• **Travail demandé**:
**1)** Selon le texte sur la représentation du féminin, quelle figure de la femme dans la mythologie grecque Anne Sophie Luiggi a-t-elle montrée ?
**2)** Extrayez tel quel, du texte sur la représentation du féminin, tout ce qui va de « Si nous appliquons » jusqu'à « toujours agissantes aujourd’hui. ».

• **Extrait du texte**:
--------------------------------

Si nous appliquons cette relation au fait féminin, nous pouvons affirmer que les religions ont façonné des compréhensions des femmes, de leur place, de leur rôle, des représentations, un imaginaire etc. La représentation du féminin dans une religion a des interférences dans la représentation du féminin dans la culture. Nous en avons eu une belle démonstration avec la jarre de Pandore. Anne Sophie Luiggi nous a montré la figure ambiguë et disqualifiée de la femme dans la mythologie grecque. Cela ressort d’ailleurs d’une anthropologie grecque largement pessimiste sur l’humanité. Ces représentations par divers canaux ont imprégné notre culture et sont toujours agissantes aujourd’hui.

--------------------------------

Entrées du jeu de données
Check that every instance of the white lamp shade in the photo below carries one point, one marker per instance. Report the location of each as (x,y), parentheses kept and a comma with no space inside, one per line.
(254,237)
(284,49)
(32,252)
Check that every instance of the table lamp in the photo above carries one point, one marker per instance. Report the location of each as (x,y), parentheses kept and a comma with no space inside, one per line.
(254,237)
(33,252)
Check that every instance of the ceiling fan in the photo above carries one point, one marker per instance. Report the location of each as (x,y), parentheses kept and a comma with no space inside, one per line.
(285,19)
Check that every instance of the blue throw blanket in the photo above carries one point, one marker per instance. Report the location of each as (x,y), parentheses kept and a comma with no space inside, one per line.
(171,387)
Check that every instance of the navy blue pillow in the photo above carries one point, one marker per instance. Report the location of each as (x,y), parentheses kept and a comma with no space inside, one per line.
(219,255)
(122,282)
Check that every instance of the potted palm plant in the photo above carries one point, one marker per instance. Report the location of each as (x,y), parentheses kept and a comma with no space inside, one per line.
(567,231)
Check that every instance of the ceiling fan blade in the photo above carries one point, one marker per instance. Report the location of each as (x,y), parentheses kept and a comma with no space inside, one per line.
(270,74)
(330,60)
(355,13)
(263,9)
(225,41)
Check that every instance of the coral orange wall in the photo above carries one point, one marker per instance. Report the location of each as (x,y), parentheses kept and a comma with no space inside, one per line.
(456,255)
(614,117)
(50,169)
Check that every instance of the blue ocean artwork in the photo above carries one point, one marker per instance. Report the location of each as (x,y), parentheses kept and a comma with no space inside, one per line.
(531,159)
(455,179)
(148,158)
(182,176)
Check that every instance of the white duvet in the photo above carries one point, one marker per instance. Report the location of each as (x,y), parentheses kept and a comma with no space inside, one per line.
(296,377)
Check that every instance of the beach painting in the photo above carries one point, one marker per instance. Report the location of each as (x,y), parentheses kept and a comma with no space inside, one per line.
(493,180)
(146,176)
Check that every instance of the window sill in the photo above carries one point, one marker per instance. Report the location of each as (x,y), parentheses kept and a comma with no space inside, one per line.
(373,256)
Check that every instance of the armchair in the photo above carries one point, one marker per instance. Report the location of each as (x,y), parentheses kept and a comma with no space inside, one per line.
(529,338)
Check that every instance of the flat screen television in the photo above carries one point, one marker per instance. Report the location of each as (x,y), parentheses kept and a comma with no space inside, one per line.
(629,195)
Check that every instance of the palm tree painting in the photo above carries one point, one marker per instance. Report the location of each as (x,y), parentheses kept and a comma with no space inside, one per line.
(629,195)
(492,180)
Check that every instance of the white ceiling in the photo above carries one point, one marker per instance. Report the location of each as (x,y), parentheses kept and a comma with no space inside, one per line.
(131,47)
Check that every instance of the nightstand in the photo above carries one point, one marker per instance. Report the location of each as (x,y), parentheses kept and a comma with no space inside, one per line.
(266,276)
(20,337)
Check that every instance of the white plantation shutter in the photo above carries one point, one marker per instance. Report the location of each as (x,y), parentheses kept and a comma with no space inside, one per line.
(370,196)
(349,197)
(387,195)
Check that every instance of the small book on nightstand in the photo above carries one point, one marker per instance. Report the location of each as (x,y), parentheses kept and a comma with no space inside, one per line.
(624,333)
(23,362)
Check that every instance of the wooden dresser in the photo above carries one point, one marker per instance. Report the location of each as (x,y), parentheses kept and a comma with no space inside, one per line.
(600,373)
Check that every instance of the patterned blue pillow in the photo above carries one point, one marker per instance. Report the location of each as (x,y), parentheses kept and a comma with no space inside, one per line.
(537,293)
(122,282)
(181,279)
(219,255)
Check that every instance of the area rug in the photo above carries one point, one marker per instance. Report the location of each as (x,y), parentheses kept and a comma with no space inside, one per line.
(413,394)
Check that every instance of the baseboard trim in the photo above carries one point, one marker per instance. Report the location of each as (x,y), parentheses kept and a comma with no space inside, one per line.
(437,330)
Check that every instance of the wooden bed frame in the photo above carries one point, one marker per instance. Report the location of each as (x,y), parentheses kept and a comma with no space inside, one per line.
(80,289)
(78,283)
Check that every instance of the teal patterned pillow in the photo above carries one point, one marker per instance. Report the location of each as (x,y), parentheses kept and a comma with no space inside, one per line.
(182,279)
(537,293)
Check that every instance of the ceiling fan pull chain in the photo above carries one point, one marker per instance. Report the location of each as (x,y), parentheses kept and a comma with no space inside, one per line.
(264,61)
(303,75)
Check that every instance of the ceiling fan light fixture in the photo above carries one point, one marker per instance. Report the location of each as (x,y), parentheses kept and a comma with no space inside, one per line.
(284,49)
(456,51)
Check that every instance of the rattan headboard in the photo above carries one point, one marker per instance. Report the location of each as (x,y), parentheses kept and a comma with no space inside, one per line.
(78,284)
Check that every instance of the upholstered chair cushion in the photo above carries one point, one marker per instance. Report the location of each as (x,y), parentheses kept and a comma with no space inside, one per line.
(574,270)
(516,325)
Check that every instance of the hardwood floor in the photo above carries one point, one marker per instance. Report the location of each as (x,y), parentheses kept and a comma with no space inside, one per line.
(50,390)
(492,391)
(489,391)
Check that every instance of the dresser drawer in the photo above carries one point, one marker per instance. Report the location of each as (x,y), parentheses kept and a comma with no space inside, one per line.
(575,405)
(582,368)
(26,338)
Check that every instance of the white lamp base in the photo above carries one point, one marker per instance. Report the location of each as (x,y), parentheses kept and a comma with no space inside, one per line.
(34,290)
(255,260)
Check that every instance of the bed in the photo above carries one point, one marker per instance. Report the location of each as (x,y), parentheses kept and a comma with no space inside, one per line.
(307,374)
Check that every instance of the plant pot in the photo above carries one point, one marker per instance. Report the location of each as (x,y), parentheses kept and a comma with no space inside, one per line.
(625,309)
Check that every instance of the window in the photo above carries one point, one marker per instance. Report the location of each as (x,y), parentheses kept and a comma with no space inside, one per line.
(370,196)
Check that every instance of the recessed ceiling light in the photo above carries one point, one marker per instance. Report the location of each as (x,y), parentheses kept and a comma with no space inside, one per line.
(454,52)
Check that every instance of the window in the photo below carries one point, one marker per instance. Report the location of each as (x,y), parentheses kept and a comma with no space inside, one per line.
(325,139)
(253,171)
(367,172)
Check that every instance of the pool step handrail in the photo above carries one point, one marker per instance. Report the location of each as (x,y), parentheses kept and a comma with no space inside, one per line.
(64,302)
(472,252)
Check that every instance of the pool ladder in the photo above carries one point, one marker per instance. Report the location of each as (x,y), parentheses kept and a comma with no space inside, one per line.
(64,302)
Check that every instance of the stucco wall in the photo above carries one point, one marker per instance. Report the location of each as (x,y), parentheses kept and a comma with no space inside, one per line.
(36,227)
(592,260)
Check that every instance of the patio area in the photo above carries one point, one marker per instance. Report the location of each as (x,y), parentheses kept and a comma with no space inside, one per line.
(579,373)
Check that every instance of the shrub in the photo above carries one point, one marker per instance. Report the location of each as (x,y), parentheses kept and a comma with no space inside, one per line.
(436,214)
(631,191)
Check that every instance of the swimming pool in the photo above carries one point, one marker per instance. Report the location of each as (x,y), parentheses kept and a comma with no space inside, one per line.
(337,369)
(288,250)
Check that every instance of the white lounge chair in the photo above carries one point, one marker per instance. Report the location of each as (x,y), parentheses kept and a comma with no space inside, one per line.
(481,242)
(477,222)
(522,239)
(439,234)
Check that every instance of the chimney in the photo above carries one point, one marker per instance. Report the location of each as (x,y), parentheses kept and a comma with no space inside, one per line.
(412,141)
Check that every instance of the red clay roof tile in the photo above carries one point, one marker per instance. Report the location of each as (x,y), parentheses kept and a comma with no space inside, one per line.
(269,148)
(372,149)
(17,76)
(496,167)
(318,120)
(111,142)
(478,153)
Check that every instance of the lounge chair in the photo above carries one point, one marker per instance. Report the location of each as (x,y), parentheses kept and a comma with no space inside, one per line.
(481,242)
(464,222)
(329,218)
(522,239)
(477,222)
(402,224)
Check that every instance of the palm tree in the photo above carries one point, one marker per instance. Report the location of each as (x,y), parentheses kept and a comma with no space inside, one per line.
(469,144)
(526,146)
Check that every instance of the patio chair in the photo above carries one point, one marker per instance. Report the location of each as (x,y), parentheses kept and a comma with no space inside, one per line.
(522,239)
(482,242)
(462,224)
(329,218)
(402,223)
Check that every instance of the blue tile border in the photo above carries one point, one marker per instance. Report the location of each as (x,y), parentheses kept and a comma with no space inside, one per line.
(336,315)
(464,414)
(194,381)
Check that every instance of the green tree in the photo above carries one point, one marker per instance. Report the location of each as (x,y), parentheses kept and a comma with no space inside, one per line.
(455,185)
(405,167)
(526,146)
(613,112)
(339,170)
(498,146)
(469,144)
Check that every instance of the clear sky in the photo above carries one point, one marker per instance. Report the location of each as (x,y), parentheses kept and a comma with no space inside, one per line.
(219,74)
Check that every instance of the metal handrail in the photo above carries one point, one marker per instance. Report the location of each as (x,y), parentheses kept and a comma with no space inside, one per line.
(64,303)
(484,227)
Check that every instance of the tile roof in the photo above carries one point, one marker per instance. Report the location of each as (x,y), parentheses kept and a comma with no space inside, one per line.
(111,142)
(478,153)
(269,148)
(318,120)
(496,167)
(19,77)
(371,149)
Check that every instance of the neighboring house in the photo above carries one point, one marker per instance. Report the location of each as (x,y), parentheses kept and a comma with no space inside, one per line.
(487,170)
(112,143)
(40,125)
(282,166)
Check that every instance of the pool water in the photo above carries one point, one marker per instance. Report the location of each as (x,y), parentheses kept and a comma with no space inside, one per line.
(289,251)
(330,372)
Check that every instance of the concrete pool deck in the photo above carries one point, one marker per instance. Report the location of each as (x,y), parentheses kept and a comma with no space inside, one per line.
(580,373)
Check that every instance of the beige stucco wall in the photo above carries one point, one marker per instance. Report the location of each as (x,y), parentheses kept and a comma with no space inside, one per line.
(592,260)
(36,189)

--------------------------------

• **Réponses attendues**:
**1)** Une figure ambiguë et disqualifiée.

**2)**
Si nous appliquons cette relation au fait féminin, nous pouvons affirmer que les religions ont façonné des compréhensions des femmes, de leur place, de leur rôle, des représentations, un imaginaire etc. La représentation du féminin dans une religion a des interférences dans la représentation du féminin dans la culture. Nous en avons eu une belle démonstration avec la jarre de Pandore. Anne Sophie Luiggi nous a montré la figure ambiguë et disqualifiée de la femme dans la mythologie grecque. Cela ressort d’ailleurs d’une anthropologie grecque largement pessimiste sur l’humanité. Ces représentations par divers canaux ont imprégné notre culture et sont toujours agissantes aujourd’hui.